Instruction
Rewrite only the entries between the line holding "Highlight distant hill." and the line holding "xmin=264 ymin=304 xmax=270 ymax=330", inclusive, replacing "Highlight" with "Mark" and leaving everything else unchanged.

══════════════════════════════

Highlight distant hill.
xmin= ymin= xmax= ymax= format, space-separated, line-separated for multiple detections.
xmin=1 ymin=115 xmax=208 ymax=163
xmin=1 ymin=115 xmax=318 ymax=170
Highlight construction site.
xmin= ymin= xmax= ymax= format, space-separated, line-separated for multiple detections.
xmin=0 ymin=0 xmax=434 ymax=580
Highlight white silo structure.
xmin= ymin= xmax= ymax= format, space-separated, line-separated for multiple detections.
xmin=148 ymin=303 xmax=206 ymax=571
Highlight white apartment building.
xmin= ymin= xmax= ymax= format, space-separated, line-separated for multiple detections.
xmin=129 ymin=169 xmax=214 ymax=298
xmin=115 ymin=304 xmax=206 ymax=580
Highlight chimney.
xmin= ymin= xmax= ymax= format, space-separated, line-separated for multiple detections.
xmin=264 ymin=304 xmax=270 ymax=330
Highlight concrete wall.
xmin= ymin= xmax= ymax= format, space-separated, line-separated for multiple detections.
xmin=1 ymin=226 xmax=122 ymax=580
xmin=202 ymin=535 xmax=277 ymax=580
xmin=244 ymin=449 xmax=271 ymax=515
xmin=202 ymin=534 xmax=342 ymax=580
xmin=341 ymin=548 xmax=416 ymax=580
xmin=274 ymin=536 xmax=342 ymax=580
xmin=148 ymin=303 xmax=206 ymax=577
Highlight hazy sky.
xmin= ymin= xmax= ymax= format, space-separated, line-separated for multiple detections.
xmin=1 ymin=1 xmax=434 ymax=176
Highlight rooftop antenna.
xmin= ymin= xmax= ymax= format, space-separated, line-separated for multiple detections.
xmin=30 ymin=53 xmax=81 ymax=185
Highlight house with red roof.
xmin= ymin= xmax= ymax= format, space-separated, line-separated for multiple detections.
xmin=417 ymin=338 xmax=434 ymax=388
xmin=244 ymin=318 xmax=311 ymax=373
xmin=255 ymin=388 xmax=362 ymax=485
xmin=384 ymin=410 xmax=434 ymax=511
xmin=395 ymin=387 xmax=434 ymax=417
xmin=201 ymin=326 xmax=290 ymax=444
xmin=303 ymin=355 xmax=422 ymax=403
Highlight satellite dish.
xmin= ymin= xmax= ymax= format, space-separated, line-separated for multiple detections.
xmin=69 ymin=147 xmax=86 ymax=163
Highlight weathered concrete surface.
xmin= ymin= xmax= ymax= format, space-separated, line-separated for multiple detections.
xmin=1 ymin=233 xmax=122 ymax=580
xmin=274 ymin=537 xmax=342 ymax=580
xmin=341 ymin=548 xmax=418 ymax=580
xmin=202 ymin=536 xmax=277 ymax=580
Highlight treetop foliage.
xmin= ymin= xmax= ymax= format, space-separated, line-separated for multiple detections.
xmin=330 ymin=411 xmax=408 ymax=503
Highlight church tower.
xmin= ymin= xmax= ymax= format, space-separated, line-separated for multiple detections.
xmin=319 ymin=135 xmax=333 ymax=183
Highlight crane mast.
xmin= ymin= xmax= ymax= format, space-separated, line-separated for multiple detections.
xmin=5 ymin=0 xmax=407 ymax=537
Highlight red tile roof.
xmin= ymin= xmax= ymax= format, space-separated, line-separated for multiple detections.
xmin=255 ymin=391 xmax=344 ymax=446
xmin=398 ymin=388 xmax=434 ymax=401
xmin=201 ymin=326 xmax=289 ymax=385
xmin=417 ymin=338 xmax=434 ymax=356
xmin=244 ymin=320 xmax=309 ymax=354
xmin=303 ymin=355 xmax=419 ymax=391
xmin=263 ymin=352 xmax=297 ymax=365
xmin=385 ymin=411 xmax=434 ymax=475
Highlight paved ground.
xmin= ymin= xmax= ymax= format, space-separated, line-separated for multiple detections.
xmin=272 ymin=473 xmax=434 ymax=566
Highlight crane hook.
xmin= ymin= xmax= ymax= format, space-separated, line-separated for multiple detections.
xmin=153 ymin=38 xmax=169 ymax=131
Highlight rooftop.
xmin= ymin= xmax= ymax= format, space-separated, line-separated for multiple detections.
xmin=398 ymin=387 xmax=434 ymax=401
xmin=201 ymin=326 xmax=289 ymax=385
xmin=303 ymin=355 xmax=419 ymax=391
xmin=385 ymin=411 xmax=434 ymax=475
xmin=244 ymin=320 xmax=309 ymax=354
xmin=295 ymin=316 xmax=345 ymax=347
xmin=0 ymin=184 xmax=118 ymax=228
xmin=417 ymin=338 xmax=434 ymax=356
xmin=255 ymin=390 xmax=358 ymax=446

══════════════════════════════

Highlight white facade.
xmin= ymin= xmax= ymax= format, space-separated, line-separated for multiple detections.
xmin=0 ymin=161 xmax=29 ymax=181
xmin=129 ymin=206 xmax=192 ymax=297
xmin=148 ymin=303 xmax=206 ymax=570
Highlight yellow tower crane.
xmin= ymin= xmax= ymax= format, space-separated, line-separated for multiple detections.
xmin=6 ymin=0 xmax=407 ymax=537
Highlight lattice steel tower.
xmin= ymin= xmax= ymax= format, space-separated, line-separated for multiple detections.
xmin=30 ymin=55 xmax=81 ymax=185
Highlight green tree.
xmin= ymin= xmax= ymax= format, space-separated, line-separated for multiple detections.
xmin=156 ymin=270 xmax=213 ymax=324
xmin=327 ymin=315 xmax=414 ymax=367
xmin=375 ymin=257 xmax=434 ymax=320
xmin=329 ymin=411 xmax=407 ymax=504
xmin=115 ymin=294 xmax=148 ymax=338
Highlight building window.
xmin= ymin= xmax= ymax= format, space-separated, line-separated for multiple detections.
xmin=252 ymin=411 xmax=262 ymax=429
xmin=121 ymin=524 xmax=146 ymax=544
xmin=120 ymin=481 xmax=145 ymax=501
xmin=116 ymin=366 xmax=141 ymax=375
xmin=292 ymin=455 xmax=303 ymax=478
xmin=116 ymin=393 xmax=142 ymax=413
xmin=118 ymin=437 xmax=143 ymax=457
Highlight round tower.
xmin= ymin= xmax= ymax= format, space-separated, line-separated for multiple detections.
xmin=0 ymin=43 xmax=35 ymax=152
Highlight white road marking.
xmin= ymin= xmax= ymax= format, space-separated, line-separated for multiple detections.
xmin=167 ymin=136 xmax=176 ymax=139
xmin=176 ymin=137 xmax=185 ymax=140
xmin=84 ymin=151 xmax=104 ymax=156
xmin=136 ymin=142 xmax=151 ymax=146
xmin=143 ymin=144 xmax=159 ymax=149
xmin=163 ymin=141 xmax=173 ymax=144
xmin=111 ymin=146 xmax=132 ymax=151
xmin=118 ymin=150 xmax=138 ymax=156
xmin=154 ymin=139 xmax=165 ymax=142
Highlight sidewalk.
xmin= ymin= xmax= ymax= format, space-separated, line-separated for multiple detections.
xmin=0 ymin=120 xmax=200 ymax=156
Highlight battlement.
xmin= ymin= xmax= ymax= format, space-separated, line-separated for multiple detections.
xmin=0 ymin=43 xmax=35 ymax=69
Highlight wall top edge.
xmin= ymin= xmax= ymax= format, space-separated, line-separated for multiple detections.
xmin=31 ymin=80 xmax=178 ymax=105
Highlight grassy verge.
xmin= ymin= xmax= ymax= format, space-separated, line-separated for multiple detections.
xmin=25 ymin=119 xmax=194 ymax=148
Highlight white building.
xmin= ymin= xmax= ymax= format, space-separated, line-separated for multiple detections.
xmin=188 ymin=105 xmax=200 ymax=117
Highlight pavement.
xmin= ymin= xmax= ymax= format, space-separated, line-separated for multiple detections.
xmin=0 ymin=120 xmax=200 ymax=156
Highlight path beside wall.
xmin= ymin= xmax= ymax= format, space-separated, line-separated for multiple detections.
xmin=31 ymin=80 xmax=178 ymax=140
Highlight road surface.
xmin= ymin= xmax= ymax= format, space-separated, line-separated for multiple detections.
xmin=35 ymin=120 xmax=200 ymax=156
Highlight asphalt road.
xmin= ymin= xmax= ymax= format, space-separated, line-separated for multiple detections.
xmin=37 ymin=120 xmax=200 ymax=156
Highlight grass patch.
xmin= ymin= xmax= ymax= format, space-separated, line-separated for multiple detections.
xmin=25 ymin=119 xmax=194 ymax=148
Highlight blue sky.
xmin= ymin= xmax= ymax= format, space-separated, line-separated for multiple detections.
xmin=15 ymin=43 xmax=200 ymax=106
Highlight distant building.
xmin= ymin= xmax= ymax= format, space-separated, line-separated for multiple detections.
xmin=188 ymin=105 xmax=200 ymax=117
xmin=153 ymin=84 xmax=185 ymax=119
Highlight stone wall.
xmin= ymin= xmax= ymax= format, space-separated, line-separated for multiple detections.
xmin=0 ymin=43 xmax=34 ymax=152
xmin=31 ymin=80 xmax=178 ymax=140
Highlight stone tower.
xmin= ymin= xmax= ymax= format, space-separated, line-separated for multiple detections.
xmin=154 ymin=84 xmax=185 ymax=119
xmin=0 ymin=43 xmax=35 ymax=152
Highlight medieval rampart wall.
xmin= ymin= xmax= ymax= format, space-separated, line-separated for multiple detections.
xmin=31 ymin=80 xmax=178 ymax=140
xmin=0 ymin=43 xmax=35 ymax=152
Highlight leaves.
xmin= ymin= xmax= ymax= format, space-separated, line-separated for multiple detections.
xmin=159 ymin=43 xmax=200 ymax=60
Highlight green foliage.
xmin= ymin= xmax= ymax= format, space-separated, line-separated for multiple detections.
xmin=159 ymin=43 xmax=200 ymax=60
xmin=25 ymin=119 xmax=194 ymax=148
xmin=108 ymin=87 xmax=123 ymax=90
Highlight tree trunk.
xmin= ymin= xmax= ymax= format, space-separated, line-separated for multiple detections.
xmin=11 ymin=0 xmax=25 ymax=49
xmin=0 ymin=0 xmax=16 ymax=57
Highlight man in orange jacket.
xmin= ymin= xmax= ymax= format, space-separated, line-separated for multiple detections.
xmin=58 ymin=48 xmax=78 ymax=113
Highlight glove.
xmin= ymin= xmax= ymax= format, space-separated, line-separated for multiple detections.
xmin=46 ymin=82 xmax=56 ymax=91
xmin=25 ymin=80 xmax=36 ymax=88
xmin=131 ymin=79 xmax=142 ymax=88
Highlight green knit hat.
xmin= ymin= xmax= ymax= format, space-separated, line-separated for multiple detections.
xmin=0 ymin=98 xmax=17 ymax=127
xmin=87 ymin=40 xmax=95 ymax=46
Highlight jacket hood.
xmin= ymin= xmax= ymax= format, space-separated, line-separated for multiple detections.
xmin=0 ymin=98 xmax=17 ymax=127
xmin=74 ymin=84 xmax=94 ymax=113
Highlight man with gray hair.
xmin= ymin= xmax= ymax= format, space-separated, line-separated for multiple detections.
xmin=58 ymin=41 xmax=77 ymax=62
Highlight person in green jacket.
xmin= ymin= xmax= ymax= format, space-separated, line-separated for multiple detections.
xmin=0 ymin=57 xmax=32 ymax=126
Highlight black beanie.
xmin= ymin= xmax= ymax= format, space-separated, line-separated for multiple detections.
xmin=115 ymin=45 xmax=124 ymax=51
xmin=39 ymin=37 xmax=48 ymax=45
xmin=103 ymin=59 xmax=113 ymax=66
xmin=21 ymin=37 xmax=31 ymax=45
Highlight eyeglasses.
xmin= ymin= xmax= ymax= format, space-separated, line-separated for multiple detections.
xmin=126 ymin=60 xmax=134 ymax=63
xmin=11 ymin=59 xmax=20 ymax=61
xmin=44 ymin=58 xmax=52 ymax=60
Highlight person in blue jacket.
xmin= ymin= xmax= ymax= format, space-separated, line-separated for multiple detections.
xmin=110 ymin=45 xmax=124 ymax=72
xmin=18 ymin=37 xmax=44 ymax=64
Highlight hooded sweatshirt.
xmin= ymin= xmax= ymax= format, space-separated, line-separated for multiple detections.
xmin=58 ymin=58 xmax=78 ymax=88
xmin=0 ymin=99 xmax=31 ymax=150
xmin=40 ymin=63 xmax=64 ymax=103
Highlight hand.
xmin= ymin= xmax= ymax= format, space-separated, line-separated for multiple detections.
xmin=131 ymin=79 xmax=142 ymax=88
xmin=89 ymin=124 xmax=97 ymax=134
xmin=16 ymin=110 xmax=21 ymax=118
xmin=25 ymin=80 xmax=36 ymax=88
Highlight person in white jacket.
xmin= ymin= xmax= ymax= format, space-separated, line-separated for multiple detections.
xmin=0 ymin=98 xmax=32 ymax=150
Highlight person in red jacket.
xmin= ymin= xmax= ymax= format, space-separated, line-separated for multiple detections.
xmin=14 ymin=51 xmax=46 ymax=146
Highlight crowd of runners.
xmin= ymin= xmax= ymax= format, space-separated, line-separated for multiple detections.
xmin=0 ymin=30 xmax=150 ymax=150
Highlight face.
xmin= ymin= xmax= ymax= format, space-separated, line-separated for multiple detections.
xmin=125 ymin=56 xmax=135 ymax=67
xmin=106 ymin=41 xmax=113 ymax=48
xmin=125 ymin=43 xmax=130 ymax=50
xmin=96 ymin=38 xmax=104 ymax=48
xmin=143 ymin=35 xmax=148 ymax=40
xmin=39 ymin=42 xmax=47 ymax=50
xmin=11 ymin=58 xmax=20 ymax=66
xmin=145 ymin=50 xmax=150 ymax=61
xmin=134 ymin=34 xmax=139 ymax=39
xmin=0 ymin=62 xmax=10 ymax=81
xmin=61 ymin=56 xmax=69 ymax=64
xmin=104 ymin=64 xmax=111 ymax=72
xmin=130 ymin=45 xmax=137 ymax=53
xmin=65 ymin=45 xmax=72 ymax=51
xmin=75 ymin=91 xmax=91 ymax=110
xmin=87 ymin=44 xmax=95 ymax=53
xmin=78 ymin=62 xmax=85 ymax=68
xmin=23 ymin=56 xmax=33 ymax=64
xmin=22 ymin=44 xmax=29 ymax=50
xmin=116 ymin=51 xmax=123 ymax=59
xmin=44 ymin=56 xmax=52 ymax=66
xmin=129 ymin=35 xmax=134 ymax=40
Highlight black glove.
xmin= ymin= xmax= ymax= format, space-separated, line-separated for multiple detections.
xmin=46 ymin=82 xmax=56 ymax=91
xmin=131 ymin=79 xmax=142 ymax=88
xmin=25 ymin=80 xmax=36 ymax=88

══════════════════════════════

Written solution
Mark distant hill.
xmin= ymin= xmax= ymax= format, space-separated, line-separated for multiple detections.
xmin=1 ymin=115 xmax=208 ymax=163
xmin=1 ymin=115 xmax=318 ymax=170
Mark construction site.
xmin= ymin= xmax= ymax= format, space-separated, line-separated for multiple detections.
xmin=0 ymin=0 xmax=434 ymax=580
Mark white silo structure.
xmin= ymin= xmax= ymax= format, space-separated, line-separated for multiple detections.
xmin=148 ymin=303 xmax=206 ymax=571
Mark white apartment building.
xmin= ymin= xmax= ymax= format, space-separated, line-separated for multiple detections.
xmin=129 ymin=169 xmax=214 ymax=298
xmin=115 ymin=304 xmax=206 ymax=580
Mark chimney.
xmin= ymin= xmax= ymax= format, space-separated, line-separated for multiple detections.
xmin=264 ymin=304 xmax=270 ymax=330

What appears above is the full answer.